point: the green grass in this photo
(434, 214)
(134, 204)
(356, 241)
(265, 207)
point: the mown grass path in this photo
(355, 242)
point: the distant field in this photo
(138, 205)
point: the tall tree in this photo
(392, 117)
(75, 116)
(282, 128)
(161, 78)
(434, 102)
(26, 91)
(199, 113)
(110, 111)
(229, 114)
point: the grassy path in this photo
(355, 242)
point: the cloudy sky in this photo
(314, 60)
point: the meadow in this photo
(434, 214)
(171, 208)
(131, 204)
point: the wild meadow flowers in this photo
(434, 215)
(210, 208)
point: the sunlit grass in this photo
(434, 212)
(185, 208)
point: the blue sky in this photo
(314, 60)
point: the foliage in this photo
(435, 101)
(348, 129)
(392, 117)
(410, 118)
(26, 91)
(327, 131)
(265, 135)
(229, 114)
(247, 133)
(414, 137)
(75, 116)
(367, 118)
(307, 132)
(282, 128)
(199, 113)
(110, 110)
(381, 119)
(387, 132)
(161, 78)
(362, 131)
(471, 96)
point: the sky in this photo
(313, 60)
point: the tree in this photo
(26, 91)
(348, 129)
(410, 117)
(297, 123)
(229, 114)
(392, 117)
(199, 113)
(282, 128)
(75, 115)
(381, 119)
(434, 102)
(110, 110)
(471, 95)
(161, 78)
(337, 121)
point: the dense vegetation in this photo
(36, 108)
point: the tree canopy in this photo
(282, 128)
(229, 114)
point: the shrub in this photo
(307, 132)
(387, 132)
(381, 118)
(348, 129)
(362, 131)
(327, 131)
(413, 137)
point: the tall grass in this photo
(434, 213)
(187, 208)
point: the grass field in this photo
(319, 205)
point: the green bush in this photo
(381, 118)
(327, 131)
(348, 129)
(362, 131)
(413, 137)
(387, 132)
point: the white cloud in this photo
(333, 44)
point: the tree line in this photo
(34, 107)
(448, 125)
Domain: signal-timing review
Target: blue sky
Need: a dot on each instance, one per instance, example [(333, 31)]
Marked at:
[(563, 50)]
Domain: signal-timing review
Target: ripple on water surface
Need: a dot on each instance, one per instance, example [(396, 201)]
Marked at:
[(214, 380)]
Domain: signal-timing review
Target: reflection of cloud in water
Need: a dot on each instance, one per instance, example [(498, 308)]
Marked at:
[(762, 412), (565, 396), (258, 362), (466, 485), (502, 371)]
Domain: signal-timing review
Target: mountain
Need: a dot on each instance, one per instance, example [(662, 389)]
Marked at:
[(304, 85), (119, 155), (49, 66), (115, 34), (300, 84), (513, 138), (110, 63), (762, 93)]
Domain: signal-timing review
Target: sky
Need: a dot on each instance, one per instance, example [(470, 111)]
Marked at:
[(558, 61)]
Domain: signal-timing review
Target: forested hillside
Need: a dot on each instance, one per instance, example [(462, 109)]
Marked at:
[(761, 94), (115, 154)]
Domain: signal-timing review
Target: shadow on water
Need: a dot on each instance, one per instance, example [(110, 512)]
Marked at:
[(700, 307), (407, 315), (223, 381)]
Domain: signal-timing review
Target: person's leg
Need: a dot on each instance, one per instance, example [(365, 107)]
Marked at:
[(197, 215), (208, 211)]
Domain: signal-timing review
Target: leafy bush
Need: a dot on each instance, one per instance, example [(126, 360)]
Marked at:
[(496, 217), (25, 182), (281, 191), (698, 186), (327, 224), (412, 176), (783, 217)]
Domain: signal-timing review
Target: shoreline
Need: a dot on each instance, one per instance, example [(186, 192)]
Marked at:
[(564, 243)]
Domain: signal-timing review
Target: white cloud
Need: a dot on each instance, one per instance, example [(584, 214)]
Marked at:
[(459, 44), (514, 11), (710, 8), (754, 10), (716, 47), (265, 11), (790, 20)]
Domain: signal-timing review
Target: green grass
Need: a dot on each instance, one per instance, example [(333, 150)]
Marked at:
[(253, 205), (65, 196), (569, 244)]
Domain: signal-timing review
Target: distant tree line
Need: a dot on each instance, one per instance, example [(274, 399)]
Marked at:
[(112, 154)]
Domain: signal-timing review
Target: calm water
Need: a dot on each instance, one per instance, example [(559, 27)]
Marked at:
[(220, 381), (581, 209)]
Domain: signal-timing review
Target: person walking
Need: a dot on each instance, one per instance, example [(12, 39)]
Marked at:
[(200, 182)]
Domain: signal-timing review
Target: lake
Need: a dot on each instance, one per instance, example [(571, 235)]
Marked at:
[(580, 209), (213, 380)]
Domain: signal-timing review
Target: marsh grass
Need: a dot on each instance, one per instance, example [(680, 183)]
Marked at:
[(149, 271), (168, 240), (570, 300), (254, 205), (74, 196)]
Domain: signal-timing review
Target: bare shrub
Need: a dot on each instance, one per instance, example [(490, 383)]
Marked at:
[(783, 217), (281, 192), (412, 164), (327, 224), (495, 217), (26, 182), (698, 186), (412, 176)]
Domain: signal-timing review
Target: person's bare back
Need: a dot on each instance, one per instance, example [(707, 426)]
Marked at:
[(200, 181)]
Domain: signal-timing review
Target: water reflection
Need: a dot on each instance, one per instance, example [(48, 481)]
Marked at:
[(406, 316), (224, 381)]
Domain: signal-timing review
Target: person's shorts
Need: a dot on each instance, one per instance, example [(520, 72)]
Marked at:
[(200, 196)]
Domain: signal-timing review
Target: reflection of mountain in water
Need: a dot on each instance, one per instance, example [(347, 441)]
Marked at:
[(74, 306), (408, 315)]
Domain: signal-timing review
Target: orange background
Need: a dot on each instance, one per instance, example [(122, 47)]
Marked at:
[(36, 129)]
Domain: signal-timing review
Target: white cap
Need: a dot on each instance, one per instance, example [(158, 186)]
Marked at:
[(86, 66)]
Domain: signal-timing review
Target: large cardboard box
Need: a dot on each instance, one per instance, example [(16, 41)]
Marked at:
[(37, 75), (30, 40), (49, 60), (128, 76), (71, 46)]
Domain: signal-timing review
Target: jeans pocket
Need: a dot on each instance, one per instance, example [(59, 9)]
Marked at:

----

What you will do: Reproduce verbatim only the segment of the listing bounded by the line containing "example [(48, 481)]" and the line containing "example [(347, 441)]", with both boundary lines included.

Answer:
Need: a dot on each instance, one per instance, example [(48, 481)]
Marked at:
[(406, 316), (224, 381)]
Domain: signal-timing review
Target: person's shorts
Need: a dot on each instance, one per instance, example [(520, 72)]
Marked at:
[(200, 196)]
Domain: signal-timing review
Target: reflection of mountain in water
Need: a dot on each instance, one per instance, example [(347, 441)]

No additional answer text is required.